AIM: Return the lines that run from the line containing "Q: Identify one point on each instance of the wooden" through the end of the entries, both ends included. Leave out all pictures.

TASK INPUT:
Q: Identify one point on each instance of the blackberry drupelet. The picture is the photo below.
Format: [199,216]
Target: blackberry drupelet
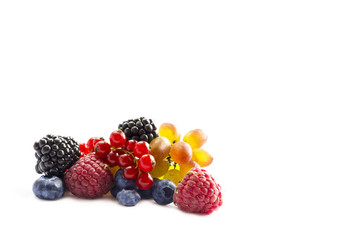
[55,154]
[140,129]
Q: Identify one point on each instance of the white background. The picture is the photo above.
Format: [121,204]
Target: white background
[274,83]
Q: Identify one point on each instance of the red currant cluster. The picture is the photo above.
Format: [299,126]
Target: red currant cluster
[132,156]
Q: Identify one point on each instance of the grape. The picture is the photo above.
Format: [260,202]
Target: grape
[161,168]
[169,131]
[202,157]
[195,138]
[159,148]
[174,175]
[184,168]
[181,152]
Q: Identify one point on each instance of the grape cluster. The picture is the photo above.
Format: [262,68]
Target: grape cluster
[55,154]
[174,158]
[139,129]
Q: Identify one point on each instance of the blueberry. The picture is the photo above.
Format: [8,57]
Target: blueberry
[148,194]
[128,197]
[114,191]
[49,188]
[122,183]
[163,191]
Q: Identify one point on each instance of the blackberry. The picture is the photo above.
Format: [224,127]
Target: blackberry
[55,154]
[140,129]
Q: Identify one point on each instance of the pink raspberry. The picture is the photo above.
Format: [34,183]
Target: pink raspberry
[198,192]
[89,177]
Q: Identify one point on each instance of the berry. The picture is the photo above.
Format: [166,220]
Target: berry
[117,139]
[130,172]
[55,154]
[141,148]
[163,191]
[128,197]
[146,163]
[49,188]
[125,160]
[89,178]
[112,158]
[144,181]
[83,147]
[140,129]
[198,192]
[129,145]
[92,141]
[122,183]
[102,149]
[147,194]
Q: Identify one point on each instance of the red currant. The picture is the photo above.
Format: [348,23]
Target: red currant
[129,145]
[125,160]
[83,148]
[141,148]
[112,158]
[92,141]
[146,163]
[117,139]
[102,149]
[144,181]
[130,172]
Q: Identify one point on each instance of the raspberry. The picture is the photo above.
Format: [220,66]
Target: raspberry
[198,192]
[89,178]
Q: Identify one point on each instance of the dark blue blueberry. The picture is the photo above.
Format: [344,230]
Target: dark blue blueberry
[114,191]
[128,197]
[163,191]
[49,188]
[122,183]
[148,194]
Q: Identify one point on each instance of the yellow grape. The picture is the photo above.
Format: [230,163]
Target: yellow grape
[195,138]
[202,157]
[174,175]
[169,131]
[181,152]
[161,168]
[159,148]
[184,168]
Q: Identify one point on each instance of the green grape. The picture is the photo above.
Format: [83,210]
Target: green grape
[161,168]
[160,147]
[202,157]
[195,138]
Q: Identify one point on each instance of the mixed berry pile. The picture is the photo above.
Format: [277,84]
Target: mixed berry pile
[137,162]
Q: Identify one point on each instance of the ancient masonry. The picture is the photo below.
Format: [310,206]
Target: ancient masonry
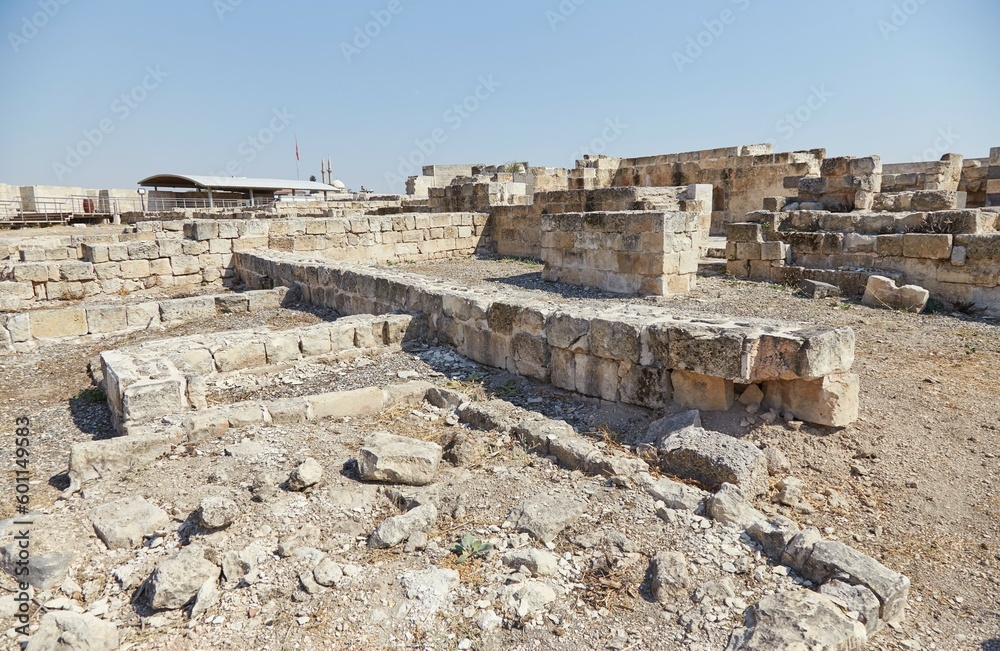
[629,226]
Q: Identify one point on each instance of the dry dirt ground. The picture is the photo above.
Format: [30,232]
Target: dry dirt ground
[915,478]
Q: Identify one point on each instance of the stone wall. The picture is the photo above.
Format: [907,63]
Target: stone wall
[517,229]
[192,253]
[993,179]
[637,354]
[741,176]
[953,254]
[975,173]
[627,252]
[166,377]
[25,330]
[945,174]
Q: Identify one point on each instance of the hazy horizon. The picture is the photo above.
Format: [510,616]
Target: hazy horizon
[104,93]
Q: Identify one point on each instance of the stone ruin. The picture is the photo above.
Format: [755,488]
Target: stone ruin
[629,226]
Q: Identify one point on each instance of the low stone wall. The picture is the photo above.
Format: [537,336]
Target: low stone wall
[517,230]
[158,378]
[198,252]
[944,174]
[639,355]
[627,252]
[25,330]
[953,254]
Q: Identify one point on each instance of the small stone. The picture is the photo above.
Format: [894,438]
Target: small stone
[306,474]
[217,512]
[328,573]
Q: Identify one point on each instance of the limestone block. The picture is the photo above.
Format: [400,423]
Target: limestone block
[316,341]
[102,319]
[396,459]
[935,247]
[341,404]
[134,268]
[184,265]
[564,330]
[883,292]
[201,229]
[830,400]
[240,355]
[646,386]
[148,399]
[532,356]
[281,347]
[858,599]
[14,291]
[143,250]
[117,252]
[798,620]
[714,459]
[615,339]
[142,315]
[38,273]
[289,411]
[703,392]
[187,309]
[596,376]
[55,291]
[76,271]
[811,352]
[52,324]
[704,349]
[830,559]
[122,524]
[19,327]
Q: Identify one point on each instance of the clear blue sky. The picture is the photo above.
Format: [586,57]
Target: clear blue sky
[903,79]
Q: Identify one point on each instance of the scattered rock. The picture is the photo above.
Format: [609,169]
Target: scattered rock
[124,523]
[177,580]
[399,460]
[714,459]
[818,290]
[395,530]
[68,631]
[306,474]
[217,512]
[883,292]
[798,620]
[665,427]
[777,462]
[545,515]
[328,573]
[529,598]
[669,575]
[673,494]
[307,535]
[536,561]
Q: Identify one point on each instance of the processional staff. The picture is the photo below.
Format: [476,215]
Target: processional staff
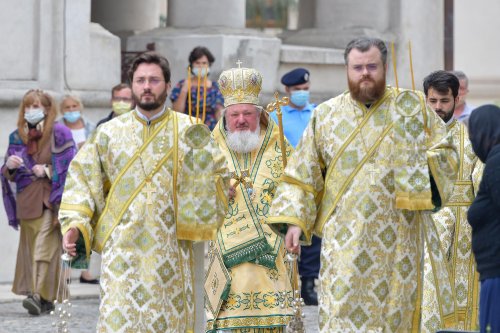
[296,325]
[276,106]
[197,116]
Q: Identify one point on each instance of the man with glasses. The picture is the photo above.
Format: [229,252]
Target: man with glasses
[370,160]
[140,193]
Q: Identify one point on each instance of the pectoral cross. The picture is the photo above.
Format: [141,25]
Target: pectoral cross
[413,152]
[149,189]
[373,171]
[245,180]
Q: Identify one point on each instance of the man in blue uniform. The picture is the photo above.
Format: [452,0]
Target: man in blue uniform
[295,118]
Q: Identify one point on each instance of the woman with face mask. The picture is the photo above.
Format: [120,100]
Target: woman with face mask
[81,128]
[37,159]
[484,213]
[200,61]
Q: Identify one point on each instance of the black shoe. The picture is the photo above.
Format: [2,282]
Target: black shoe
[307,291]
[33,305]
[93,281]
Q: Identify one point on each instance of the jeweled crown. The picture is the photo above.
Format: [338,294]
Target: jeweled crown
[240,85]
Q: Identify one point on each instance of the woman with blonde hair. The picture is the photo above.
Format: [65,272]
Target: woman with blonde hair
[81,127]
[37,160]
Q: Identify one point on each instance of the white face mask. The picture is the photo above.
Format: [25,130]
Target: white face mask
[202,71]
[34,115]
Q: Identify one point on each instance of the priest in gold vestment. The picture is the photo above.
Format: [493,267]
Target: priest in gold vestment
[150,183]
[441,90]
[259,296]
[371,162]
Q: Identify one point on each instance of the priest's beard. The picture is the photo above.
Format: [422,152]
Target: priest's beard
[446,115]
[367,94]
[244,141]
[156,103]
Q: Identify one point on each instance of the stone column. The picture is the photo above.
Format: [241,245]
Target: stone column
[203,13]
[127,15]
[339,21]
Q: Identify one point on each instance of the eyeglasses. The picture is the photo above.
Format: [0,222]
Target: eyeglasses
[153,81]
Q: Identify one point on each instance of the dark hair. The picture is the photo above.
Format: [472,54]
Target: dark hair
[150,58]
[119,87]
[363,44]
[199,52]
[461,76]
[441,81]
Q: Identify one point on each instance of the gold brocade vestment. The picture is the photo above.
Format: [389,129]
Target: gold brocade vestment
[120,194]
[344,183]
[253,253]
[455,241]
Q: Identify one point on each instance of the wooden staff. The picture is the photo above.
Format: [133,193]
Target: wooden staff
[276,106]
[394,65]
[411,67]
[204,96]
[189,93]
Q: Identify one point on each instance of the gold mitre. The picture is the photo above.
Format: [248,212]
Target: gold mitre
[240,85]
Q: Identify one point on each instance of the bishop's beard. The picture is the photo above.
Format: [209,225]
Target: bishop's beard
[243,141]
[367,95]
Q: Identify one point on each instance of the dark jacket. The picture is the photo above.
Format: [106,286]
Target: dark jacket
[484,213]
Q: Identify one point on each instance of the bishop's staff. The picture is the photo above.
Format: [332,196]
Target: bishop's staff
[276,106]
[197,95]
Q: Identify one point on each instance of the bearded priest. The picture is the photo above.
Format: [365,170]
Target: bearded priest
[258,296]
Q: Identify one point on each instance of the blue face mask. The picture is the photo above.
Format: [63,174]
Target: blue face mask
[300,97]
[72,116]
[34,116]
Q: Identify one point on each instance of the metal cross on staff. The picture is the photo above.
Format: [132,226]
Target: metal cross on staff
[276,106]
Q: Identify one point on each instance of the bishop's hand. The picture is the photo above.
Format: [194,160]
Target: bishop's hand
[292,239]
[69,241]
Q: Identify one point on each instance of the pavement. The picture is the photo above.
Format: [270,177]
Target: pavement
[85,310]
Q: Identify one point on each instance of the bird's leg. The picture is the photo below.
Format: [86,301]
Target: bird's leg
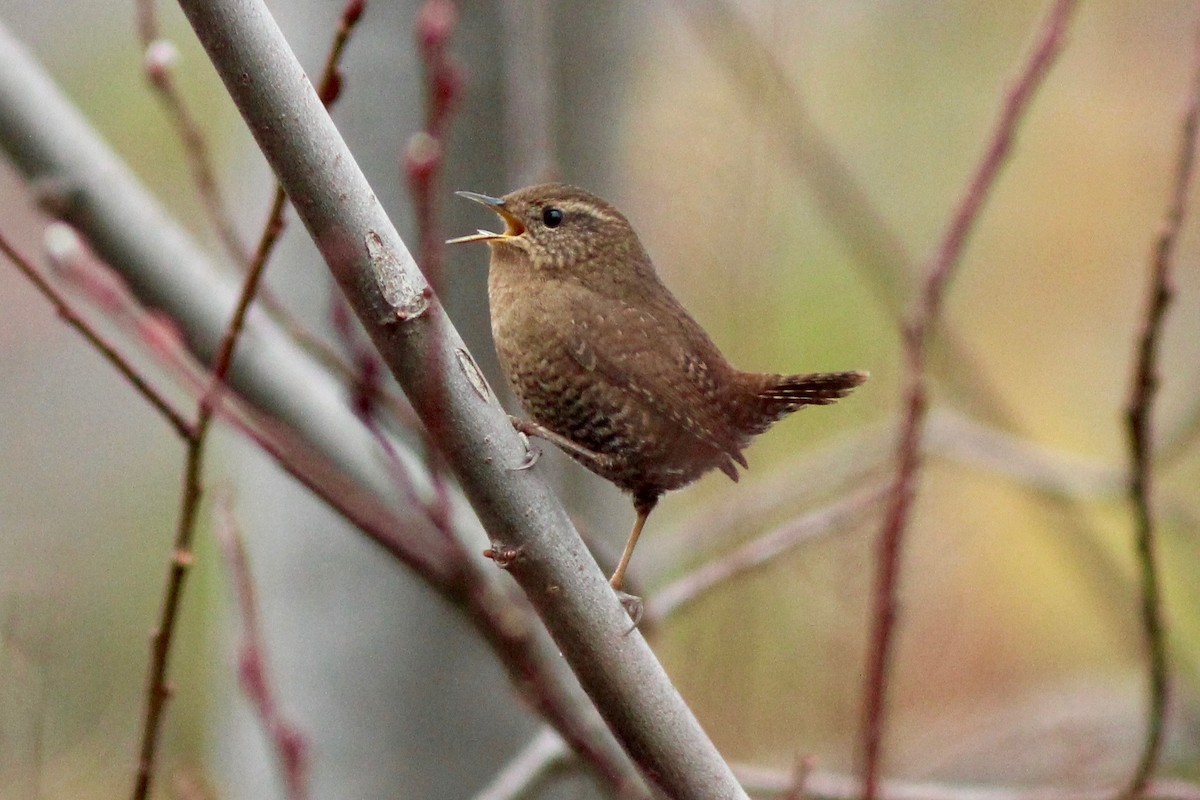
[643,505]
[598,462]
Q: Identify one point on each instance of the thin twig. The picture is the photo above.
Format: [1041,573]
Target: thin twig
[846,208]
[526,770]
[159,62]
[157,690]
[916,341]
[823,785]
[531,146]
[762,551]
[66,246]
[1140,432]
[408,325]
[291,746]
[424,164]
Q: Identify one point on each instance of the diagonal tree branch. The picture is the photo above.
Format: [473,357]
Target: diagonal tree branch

ANSWER TO THIS EXERCISE:
Q: Identify one point on each instance of the wooden staff. The picture is the photo above.
Format: [133,193]
Target: wooden staff
[276,106]
[394,65]
[411,67]
[204,96]
[189,93]
Q: Identify one point on each instance of the gold mitre. The picture is the photo above.
Format: [248,212]
Target: gold mitre
[240,85]
Q: Identify one point on each instance of the bishop's beard. The picture is the photo above.
Format: [209,225]
Target: bishop's beard
[243,141]
[367,95]
Q: Identify one point on each instance of the dark jacket. The picture is the photo above.
Format: [106,286]
Target: dark jacket
[484,213]
Q: Identify one point on each instance of the bishop's staff. The picture is the photo above.
Format: [332,196]
Target: bishop's staff
[276,106]
[197,95]
Q: Identify one point on each instance of the bearded priest. The picture is the photo above.
Format: [365,170]
Target: bearded priest
[258,296]
Q: Identify one point on each instance of the blue face mask. The picture is the photo above.
Format: [63,174]
Target: blue face mask
[300,97]
[72,116]
[34,116]
Q: Identify one point on each instance of the metal cross on staff. The picture is the photo above.
Format: [132,226]
Target: metal cross on staff
[276,106]
Q: Identify one point on each instance of the bishop's hand. The picture is the photo above.
Format: [194,160]
Target: bishop's hand
[292,239]
[69,241]
Q: Identify one point on each instance of the pavement. The picture is the photo above.
Format: [270,177]
Target: pavement
[85,310]
Q: Identify one point on each instance of the bird's leg. The picture is the photo below.
Format: [86,301]
Target: bird's leg
[643,505]
[598,462]
Q: Identify one point on each instance of the thin twig. The picture is the photo above.
Format: [1041,573]
Target: thin twig
[846,208]
[526,770]
[159,62]
[157,690]
[916,341]
[823,785]
[531,146]
[762,551]
[66,246]
[1140,432]
[408,325]
[291,746]
[424,164]
Q: Identify one point on each instance of the diagonal tree branch. The picture is the photo above.
Format: [473,357]
Target: diagonal tree branch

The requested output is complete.